**Activity**
Go through the listing below and reproduce it word for word.

**Records for this exercise**
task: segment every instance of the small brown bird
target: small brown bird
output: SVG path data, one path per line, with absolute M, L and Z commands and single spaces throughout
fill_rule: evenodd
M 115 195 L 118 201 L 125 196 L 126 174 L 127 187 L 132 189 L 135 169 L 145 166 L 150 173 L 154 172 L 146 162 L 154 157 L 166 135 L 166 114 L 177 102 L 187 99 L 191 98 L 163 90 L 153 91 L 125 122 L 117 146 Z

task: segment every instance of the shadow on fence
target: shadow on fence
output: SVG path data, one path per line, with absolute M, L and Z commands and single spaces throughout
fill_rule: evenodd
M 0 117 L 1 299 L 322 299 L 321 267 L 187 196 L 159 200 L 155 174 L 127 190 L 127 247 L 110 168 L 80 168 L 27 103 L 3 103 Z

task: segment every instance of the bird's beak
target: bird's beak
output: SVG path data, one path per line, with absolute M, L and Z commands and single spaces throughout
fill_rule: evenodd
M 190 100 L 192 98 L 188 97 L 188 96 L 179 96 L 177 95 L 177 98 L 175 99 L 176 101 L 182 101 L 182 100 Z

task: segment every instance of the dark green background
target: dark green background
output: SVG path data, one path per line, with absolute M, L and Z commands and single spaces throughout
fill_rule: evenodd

**Reply**
task: segment every instance of the small brown bird
target: small brown bird
output: SVG path data, one path per line, with absolute M, L and Z commands and single spaces throughout
fill_rule: evenodd
M 115 195 L 118 201 L 125 196 L 126 174 L 127 187 L 132 189 L 135 169 L 145 166 L 150 173 L 154 172 L 146 162 L 154 157 L 166 135 L 166 114 L 177 102 L 187 99 L 191 98 L 163 90 L 153 91 L 125 122 L 117 146 Z

task: segment every instance of the shadow on fence
target: shadow on fence
output: SVG path data, one path per line, with absolute M, L and Z commands and single spaces throughout
fill_rule: evenodd
M 0 117 L 1 299 L 322 299 L 321 267 L 187 196 L 159 200 L 155 174 L 127 190 L 127 247 L 110 168 L 80 168 L 27 103 L 3 103 Z

task: segment every instance of the bird's beak
target: bird's beak
output: SVG path data, one path per line, with absolute M, L and Z commands and single spaces throughout
fill_rule: evenodd
M 190 100 L 192 98 L 188 97 L 188 96 L 179 96 L 177 95 L 177 98 L 175 99 L 176 101 L 182 101 L 182 100 Z

task: segment every instance of the dark green background
target: dark green background
output: SVG path data, one path per line, with absolute M, L and Z commands and single spaces throughout
fill_rule: evenodd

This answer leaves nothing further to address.